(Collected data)

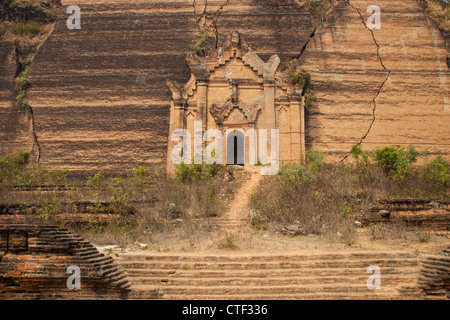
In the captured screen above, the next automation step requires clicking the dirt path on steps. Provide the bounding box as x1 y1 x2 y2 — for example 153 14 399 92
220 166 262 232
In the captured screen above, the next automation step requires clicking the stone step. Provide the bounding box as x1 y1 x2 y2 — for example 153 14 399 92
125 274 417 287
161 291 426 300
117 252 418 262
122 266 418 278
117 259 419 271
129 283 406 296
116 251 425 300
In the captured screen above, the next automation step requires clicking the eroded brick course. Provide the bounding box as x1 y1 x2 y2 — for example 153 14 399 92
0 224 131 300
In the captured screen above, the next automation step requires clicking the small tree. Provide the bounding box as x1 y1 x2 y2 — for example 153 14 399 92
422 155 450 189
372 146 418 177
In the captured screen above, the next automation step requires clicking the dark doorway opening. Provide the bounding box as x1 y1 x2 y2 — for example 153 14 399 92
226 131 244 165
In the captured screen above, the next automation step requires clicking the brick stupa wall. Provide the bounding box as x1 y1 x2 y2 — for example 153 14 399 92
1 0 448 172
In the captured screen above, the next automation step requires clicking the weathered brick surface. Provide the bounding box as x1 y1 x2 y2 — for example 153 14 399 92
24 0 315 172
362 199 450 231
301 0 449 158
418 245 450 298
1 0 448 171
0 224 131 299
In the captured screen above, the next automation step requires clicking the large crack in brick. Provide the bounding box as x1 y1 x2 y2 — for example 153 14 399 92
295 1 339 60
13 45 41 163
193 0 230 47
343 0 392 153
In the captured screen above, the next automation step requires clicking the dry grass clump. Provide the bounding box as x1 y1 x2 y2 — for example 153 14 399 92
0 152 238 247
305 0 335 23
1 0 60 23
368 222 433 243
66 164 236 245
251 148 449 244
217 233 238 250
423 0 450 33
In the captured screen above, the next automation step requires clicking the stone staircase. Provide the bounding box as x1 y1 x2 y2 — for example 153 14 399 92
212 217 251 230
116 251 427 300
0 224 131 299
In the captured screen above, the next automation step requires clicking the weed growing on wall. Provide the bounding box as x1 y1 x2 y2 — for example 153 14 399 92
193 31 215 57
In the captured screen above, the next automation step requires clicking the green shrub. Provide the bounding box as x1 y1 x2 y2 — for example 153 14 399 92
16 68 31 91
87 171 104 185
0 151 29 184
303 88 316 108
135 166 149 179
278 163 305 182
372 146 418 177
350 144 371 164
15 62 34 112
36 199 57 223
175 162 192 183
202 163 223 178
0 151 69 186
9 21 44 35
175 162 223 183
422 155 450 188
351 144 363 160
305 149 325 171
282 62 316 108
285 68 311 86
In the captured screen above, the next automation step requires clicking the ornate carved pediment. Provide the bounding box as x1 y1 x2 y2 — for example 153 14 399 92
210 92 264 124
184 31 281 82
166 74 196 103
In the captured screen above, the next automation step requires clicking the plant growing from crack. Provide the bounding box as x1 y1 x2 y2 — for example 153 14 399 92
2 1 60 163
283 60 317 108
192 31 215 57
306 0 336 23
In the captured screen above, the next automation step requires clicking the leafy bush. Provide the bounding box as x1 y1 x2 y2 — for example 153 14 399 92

--

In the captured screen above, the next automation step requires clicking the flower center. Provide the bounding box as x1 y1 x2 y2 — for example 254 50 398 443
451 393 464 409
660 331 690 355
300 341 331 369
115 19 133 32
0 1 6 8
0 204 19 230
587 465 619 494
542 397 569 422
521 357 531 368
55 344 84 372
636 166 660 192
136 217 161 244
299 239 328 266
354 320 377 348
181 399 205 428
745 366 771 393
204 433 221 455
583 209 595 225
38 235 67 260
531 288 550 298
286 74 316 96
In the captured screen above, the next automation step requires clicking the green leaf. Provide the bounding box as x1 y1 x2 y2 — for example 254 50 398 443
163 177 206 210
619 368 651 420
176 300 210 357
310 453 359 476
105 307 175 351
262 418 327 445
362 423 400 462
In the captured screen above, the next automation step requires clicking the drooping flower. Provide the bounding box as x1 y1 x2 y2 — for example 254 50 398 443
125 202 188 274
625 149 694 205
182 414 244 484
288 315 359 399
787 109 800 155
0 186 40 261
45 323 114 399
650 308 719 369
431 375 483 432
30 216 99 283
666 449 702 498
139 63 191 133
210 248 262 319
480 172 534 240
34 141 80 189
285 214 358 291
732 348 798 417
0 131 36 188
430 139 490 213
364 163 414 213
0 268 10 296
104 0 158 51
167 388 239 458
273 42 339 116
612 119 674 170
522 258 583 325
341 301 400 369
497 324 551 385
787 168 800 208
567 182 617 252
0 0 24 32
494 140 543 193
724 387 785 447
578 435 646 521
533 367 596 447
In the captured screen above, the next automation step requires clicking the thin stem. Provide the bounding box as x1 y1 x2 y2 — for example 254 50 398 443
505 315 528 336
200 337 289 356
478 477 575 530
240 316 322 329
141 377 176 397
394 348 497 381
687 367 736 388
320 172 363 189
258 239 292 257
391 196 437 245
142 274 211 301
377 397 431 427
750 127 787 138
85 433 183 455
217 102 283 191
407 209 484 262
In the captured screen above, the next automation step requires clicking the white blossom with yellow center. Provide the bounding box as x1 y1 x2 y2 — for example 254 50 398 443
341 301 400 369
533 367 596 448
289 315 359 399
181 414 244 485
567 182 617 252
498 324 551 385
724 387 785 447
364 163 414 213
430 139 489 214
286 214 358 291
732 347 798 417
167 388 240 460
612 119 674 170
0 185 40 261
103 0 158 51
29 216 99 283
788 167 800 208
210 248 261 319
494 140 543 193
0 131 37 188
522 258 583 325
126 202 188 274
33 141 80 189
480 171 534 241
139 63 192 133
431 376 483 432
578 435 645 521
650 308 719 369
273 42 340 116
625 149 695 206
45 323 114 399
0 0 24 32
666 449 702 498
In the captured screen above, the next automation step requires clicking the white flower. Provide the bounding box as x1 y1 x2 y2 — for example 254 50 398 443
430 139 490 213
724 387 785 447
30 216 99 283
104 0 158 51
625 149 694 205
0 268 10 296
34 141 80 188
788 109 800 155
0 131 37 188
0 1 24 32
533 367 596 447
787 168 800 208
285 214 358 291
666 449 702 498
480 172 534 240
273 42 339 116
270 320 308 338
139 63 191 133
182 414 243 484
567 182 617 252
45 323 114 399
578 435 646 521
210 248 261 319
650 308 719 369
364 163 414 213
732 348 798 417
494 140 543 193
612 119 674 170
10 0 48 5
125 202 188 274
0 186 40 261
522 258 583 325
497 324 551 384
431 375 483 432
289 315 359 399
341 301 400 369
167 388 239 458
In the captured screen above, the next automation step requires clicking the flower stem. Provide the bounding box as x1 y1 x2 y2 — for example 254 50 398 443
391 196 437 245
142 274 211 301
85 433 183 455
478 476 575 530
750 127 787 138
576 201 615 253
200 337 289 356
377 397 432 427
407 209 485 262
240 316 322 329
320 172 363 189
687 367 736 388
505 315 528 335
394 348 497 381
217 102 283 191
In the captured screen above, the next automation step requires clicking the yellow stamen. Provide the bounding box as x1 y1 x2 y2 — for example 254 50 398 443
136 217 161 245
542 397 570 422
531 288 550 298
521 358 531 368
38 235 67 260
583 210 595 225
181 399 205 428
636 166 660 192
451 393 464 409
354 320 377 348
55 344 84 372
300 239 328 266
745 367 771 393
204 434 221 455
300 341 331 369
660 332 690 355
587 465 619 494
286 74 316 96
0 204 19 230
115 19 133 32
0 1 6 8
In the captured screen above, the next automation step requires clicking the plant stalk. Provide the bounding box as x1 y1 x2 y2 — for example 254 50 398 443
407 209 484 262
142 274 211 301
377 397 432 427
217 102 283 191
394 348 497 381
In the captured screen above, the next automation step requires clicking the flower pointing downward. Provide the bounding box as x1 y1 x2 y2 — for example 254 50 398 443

* * *

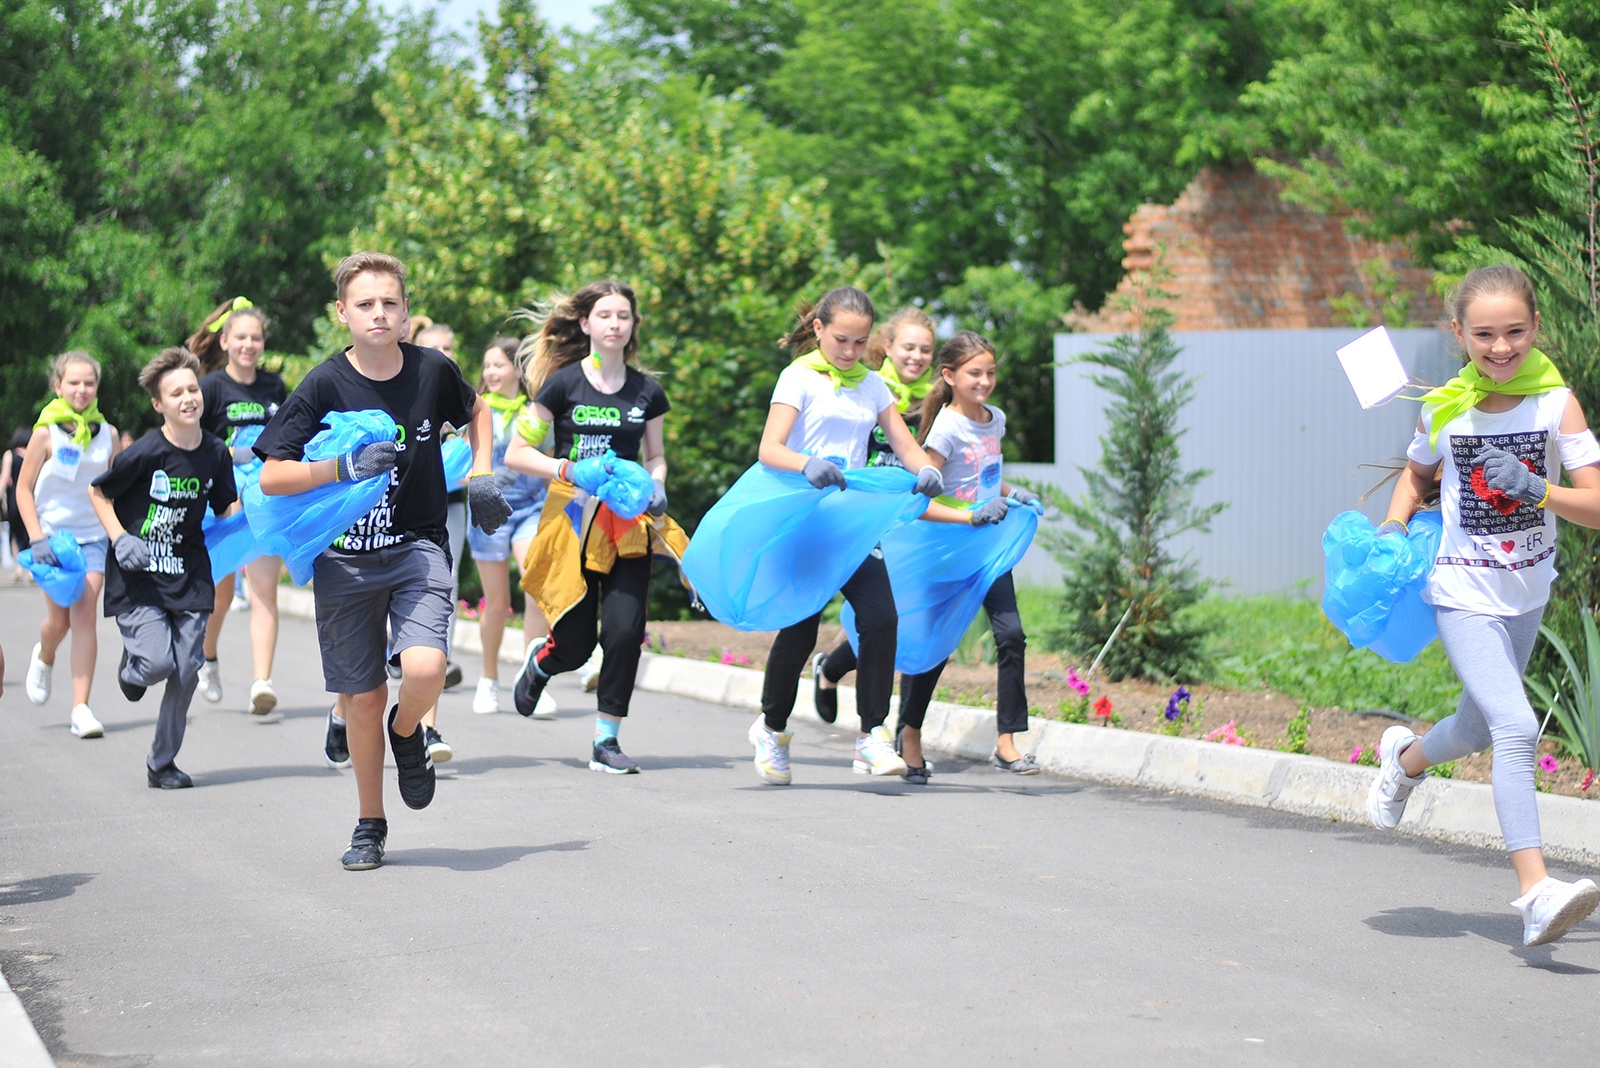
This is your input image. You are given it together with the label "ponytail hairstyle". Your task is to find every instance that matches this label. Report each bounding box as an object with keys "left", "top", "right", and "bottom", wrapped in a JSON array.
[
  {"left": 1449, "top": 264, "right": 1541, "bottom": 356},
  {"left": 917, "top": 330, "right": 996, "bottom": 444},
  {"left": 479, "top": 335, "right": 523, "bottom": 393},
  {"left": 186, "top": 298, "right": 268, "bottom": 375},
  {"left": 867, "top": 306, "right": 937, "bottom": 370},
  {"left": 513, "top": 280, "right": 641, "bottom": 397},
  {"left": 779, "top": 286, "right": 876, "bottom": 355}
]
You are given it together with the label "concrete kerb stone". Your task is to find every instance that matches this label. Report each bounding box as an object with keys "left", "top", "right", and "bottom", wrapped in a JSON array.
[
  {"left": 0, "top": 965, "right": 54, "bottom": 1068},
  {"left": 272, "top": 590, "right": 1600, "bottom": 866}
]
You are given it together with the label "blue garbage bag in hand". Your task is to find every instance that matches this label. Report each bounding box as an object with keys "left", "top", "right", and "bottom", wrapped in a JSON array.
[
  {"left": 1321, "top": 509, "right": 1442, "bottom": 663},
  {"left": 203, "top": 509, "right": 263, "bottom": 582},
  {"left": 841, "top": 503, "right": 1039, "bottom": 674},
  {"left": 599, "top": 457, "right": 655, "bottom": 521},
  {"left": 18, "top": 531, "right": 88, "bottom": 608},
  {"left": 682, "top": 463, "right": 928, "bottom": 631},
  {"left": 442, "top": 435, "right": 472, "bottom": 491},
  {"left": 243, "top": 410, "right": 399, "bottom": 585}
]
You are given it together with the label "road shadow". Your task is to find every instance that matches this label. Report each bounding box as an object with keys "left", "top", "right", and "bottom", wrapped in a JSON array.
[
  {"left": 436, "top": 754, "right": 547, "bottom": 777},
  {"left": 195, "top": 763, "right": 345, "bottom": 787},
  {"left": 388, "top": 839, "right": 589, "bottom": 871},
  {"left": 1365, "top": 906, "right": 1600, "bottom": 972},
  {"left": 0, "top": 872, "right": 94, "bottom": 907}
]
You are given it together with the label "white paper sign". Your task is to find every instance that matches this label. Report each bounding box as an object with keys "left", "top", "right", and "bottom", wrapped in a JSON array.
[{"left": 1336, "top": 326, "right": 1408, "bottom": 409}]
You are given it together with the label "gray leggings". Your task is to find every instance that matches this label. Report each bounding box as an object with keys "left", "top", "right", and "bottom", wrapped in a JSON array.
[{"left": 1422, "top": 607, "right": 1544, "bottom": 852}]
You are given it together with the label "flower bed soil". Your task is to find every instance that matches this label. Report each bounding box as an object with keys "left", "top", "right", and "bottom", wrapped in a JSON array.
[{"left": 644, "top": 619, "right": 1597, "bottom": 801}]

YOUR ASSIGNMENT:
Please transcribe only the lines in the records above running from the line that has "the plant stalk." through the line that has "the flower pointing", both included, exactly as they appear.

FINAL ANSWER:
In the captured screen above, the next automation step requires clicking the plant stalk. Provide the bounding box as x1 y1 x2 y2 — for example 254 50 398 443
407 209 484 262
142 274 211 301
377 397 432 427
217 102 283 191
394 348 497 381
In the captured screen above, the next automation step requires clicking the flower pointing downward. Provide the bounding box as x1 y1 x2 y2 — for example 254 50 398 443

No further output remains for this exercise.